= Alex (singer) =

Danish singer- songwriter (born 1978)

Alex Ambrose (born 31 May 1978) is a Danish singer, songwriter and actor. As a soloist, he is better known by his first name Alex.

Alex Ambrose was born in Brøndbyøster, Brøndby Municipality (a suburb of Copenhagen) and grew up in a musical family. He was working as a teaching assistant when he took part in the talent contest Popstars on TV 2 in 2002. But he left the competition prematurely because he did not want to go in the same musical direction as it was expected of the winner.

In summer 2005 he became part of the group J.A.Z. (consisting of Alex Ambrose and his siblings, Marc Johnson and Johnson's sister Zindy Laursen) single "Ingen gør som vi gør". He sang the theme song for the Danish reality series Paradise Hotel in 2005 and aired on TV 3 and he took part in producing and singing in the song "Hvad nu hvis" (What if in English) as charity for UNICEF, along with Nik & Jay.

With the release of the album Ta' det tilbage, Alex changed from singing in English to singing in Danish. In 2008 he released "Din dag" through independent record label 13Beats.

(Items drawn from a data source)
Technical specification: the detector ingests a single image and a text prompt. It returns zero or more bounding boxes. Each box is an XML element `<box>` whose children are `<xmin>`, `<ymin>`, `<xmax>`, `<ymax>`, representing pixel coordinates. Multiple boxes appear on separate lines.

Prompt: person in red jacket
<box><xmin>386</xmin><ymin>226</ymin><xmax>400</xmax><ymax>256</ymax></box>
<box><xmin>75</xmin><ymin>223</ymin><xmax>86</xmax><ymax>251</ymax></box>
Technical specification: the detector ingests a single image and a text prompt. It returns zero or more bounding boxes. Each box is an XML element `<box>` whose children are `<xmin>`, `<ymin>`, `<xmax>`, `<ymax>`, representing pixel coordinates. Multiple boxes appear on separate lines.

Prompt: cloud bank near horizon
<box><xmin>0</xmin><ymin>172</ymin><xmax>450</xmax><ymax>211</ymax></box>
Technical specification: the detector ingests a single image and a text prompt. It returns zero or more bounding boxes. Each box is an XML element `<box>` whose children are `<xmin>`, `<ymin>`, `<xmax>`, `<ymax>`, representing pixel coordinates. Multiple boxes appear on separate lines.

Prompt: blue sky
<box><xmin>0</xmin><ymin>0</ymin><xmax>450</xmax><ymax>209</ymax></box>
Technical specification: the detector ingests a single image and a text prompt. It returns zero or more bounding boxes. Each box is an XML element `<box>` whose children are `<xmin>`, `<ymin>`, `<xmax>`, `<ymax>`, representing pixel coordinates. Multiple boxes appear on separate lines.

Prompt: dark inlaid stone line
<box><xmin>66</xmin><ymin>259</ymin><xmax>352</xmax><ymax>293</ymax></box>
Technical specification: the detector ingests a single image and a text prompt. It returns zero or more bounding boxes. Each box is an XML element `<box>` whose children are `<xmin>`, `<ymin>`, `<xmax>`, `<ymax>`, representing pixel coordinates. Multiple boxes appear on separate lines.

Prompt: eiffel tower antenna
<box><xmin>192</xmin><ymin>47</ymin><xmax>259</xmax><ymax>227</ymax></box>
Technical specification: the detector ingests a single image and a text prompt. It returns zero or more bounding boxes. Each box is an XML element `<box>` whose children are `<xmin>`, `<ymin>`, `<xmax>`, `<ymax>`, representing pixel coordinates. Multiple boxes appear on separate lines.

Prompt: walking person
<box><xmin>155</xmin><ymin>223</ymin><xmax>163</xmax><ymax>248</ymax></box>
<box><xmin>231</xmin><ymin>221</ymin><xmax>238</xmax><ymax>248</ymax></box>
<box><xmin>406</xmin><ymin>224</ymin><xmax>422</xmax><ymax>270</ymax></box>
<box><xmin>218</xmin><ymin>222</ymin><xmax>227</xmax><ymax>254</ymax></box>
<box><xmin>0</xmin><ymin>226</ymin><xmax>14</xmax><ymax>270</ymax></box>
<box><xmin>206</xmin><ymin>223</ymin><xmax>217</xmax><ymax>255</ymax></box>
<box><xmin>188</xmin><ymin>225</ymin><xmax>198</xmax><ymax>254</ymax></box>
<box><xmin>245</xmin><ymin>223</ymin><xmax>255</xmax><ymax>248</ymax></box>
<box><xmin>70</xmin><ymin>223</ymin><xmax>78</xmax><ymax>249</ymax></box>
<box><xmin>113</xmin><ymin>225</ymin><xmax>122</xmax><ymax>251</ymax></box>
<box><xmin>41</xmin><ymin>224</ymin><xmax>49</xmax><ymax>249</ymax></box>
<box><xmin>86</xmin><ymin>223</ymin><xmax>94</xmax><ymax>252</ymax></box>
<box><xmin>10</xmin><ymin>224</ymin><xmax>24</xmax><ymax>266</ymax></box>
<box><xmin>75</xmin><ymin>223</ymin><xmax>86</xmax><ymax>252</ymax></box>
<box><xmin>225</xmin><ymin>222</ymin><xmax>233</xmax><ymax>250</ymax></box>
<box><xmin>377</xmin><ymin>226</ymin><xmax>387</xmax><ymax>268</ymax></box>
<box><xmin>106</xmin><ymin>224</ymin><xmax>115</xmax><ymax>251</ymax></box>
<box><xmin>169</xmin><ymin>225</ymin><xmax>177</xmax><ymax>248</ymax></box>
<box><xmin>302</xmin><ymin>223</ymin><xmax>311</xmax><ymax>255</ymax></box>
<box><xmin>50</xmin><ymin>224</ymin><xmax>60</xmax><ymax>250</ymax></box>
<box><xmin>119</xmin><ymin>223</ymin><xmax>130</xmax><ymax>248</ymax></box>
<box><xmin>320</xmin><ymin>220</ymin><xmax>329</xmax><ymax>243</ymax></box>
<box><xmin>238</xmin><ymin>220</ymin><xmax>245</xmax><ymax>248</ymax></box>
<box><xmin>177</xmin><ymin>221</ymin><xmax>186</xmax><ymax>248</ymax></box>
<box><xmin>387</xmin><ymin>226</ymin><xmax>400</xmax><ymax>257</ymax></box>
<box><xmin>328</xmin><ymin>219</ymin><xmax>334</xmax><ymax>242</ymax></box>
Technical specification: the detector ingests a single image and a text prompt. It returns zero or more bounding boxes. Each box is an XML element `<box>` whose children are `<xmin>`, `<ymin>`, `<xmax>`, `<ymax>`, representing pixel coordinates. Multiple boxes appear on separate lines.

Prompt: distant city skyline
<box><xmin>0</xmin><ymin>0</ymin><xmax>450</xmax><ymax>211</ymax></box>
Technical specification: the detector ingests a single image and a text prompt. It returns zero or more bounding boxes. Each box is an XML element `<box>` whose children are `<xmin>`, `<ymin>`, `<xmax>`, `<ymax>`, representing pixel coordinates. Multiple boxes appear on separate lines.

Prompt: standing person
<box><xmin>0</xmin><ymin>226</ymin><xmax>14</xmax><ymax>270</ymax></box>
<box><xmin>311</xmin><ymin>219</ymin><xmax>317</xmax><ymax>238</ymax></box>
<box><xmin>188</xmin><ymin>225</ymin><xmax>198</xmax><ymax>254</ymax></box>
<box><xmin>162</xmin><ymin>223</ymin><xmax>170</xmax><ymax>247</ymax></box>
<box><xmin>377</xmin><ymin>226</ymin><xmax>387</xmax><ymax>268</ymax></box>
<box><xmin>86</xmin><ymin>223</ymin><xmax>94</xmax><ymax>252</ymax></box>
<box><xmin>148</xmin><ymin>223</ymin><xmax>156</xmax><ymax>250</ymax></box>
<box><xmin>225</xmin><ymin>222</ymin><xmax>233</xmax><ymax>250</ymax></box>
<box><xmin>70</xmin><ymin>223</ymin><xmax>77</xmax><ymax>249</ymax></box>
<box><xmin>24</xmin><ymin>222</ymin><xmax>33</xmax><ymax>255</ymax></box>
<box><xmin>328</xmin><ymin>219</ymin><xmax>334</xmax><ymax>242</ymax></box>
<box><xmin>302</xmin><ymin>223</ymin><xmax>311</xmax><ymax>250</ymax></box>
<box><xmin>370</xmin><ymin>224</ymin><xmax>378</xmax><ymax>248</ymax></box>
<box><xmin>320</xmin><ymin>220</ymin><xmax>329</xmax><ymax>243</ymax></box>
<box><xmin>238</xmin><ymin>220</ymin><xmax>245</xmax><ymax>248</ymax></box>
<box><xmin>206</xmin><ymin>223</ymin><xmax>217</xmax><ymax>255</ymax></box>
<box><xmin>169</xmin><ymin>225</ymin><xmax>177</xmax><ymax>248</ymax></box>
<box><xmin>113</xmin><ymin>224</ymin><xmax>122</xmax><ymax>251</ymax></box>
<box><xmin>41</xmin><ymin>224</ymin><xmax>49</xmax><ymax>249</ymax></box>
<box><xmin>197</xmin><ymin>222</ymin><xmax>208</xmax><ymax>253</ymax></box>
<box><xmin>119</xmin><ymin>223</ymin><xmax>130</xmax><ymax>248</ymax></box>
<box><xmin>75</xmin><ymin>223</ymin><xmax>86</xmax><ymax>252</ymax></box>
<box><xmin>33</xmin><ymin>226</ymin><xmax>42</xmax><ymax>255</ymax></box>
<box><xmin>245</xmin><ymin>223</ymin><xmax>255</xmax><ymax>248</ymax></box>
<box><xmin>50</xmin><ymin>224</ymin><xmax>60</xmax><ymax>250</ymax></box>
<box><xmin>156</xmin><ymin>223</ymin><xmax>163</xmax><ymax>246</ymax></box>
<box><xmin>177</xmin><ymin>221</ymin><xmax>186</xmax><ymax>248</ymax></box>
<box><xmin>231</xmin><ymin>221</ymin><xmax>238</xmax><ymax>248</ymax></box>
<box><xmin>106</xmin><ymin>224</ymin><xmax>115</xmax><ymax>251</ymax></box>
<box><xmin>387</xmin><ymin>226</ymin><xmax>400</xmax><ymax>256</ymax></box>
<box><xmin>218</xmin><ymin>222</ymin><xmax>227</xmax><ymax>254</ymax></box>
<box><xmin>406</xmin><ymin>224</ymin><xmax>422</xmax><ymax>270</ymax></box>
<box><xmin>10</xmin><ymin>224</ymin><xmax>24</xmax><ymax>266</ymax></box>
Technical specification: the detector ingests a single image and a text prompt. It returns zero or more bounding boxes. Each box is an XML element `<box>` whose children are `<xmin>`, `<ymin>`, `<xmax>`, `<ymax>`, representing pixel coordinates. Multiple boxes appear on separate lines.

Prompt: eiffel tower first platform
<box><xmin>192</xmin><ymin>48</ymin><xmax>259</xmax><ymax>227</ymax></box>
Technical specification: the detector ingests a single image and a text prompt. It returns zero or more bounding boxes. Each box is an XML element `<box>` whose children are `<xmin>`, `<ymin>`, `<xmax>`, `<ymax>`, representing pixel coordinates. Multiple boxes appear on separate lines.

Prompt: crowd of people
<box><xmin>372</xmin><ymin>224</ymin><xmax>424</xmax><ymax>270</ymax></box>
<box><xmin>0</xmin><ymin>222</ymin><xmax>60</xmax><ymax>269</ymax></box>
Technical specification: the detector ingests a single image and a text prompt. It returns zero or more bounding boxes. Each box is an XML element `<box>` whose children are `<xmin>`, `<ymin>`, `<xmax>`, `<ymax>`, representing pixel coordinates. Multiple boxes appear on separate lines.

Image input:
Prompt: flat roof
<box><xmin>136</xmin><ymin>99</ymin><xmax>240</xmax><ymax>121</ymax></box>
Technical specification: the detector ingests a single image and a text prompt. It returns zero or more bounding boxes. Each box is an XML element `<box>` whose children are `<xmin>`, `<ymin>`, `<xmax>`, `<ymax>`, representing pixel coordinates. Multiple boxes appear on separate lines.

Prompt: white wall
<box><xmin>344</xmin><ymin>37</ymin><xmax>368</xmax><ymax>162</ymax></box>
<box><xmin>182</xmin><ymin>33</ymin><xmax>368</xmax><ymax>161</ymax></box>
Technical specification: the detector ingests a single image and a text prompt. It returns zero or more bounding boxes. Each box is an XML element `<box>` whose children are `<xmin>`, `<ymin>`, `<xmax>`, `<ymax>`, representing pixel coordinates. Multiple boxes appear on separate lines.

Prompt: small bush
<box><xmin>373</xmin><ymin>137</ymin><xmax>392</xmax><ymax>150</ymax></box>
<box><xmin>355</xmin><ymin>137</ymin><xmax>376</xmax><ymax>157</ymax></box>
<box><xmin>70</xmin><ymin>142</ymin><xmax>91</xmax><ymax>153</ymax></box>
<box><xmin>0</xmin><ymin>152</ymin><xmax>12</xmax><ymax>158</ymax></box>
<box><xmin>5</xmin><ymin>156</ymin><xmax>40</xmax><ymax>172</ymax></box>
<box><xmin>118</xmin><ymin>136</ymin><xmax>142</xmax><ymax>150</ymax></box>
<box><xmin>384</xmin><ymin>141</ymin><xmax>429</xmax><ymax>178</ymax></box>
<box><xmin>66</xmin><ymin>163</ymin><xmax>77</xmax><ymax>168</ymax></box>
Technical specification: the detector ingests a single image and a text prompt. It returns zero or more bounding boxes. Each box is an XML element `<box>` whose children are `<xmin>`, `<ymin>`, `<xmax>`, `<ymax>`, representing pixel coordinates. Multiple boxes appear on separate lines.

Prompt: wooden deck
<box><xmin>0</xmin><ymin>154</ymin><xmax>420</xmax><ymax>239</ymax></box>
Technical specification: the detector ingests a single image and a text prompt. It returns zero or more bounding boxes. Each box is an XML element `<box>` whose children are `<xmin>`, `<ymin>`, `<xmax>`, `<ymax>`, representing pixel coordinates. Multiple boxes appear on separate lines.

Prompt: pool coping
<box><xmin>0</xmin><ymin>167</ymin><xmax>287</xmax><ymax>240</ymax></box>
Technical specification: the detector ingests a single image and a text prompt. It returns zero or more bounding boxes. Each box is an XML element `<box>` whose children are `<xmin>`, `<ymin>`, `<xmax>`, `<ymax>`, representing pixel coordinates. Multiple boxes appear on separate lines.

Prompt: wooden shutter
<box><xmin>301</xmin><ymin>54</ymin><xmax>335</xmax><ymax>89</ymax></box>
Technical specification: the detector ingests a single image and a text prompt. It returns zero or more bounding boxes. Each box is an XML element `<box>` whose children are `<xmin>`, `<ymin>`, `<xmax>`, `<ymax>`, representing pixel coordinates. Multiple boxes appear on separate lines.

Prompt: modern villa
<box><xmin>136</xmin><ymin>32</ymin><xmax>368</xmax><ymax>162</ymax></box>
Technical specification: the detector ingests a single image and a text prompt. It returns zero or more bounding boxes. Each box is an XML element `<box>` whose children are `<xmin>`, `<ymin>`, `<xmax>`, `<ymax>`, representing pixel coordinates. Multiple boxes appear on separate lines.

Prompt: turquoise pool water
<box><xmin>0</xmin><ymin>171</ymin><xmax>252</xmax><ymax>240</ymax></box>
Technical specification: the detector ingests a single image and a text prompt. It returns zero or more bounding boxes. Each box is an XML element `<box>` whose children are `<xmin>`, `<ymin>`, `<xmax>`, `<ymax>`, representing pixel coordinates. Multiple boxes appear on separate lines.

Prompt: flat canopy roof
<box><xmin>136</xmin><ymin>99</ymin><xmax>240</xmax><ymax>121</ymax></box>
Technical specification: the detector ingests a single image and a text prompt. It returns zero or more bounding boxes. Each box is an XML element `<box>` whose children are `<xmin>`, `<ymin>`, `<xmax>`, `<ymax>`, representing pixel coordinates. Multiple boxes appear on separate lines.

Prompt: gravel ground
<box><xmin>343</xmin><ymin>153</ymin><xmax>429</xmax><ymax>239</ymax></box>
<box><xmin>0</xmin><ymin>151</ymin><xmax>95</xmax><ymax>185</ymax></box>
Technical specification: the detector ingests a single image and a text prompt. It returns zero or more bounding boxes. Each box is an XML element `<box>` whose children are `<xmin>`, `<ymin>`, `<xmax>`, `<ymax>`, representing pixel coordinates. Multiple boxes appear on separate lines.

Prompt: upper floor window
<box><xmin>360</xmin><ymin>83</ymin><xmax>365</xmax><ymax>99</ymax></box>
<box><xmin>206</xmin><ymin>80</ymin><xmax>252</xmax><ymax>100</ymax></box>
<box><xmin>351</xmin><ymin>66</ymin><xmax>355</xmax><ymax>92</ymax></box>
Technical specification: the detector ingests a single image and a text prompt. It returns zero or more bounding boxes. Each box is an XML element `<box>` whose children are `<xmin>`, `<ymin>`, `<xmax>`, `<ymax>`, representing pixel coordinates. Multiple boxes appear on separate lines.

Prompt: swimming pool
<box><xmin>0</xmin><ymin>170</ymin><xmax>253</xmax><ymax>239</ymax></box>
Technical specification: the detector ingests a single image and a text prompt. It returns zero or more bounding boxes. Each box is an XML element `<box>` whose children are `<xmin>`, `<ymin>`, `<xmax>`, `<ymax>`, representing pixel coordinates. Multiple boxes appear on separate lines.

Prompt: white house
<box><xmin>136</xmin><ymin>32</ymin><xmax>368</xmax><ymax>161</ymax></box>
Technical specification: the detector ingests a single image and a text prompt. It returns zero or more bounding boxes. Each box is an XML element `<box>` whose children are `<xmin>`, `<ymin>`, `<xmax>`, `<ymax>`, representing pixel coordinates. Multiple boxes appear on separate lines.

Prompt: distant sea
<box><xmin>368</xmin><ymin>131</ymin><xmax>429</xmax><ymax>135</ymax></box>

**Aim**
From the biography of the singer Alex above, list every song whose title appears in quotation marks.

**Solved exercise**
"Ingen gør som vi gør"
"Hvad nu hvis"
"Din dag"